I'm sad that Arca's gone and I'm sad Cruz's fragment isn't actually reasoned deduction.


----------



## Kira Yamato (Apr 24, 2012)

I had a feeling they wouldn't out right provide us with Cruz's needless ability. Looks like we'll be getting a steady flow of clues. 

I did love the Yamada shield Adam employed this week.


----------



## Blue (Apr 24, 2012)

I liked all the Yamada fanservice 

I don't even like traps, but like Blade said

If it's cute, it doesn't matter.


----------



## Kira Yamato (Apr 24, 2012)

We all know Blade loves them all as long as they're cute and wearing knee socks. It's Disk and her voyeuristic tendencies towards any and all things Cruz related that caught me off guard this week. In a purely sexual manner


----------



## Speedy Jag. (Apr 25, 2012)

Blue said:


> I'm sad that Arca's gone and I'm sad Cruz's fragment isn't actually reasoned deduction.



His sister had a good idea what the fragment was probably, but now she's dead so we don't know.


----------



## Xiammes (Apr 25, 2012)

No one stays dead in Needless, as you can see, we now have an army of Arca's. I honestly hope one of the survives and her and Cruz go travel around in the Blackspot.

I think its some sort of Vector control Cruz has, it fits perfectly in the series as powers are concerned, compared to a timespace fragment which is the other popular theory. If it is Vector control, I know Accelerators next opponent in the OBD is.

Also does Cruz have a harem now and Blade doesn't? Kushinashi, Mio, Disk?


----------



## Blue (Apr 25, 2012)

Creepy little clone girls are a pretty poor excuse for Arca and her badass metal shoulder loincloth armor.

And I'd recommend against the Accelerator thread, he gets wanked pretty hard. 

The kid almost killed himself blowing up a shipping container full of flour and people say he's invincible.


----------



## Xiammes (Apr 25, 2012)

> Creepy little clone girls are a pretty poor excuse for Arca and her badass metal shoulder loincloth armor.



I found them adorable



> And I'd recommend against the Accelerator thread, he gets wanked pretty hard.



Oh trust me I know, I was on /a/ and /v/ when those Flash and Accelerator threads were around.



> The kid almost killed himself blowing up a shipping container full of flour and people say he's invincible.



That counts as CIS, still doesn't change the fact its still a strong power, just not invincible.


----------



## ~Greed~ (Apr 26, 2012)

Blue said:


> Creepy little clone girls are a pretty poor excuse for Arca and her badass metal shoulder loincloth armor.
> 
> And I'd recommend against the Accelerator thread, he gets wanked pretty hard.
> 
> The kid almost killed himself blowing up a shipping container full of flour and people say he's invincible.





......Have you read the toaru novels? Because he's a lot more powerful in them than in the anime/manga. For instance, tanking Gabriel's attacks like sweep in base form.

Also, if Cruz has a vector power, than it'll be the third power Ive seen like that in manga/anime/novels.

Prompt A »
Rewrite the forum thread from "His sister had" up to and including "Kushinashi, Mio, Disk?", replacing "Vector control" with "vector manipulation".
Prompt B »
In the forum thread, what shield that Adam used did Kira Yamato say they loved?

Data lines »
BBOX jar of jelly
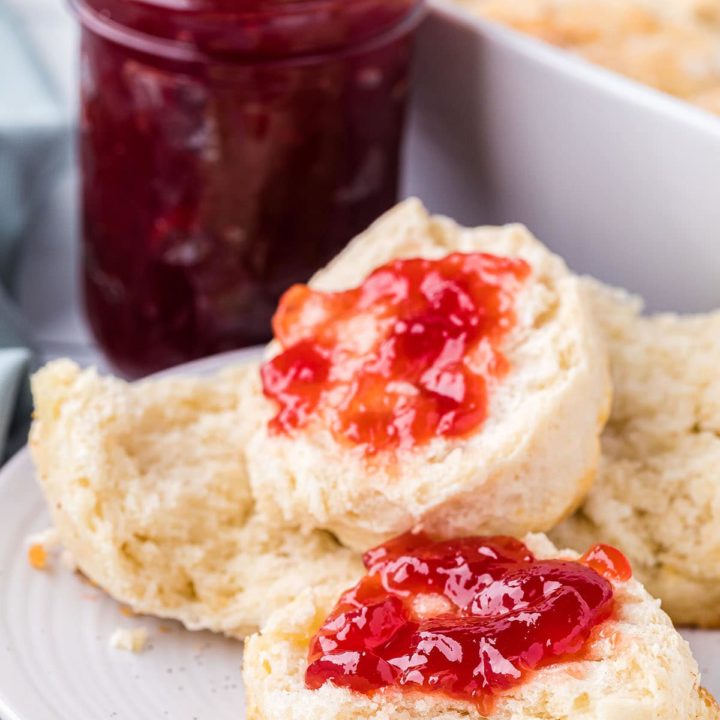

Task response A »
His sister had a good idea what the fragment was probably, but now she's dead so we don't know.


----------



## Xiammes (Apr 25, 2012)

No one stays dead in Needless, as you can see, we now have an army of Arca's. I honestly hope one of the survives and her and Cruz go travel around in the Blackspot.

I think its some sort of vector manipulation Cruz has, it fits perfectly in the series as powers are concerned, compared to a timespace fragment which is the other popular theory. If it is vector manipulation, I know Accelerators next opponent in the OBD is.

Also does Cruz have a harem now and Blade doesn't? Kushinashi, Mio, Disk?

Task response B »
The Yamada shield.